[Saved data entries]
⁂

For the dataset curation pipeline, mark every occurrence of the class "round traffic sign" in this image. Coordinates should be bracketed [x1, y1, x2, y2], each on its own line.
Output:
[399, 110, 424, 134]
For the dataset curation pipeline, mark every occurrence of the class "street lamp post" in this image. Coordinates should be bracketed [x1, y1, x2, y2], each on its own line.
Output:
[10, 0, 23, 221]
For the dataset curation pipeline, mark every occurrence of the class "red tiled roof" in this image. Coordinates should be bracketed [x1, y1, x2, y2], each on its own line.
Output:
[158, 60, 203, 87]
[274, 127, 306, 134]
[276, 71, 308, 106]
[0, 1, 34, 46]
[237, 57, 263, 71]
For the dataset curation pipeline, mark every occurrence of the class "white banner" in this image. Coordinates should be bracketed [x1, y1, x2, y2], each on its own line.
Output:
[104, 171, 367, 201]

⁂

> **What you will do**
Produce a verbatim transcription of the entries above.

> **Solution to the exercise**
For the dataset curation pipeline, mark every occurrence of the class "round traffic sign" in this image. Coordinates should be bracketed [x1, y1, x2, y2], each on its own line.
Output:
[399, 110, 424, 134]
For the dataset curation pipeline, mark every occurrence of the class "street lamp post" in this image. Coordinates should be bracketed [x1, y1, x2, y2], each on its own line.
Output:
[10, 0, 23, 221]
For the dataset curation pipeline, mark every occurrence of the class "red tiled roof" in this image. Coordinates should be bracketed [x1, y1, x2, y2], each on its own line.
Output:
[158, 60, 203, 87]
[274, 127, 306, 134]
[276, 71, 308, 106]
[0, 1, 34, 46]
[237, 57, 263, 71]
For the dataset curation pipeline, mark every occurrence of the class "white banner" in this image. Coordinates should be bracketed [x1, y1, x2, y2], each on its own line.
Output:
[104, 171, 367, 201]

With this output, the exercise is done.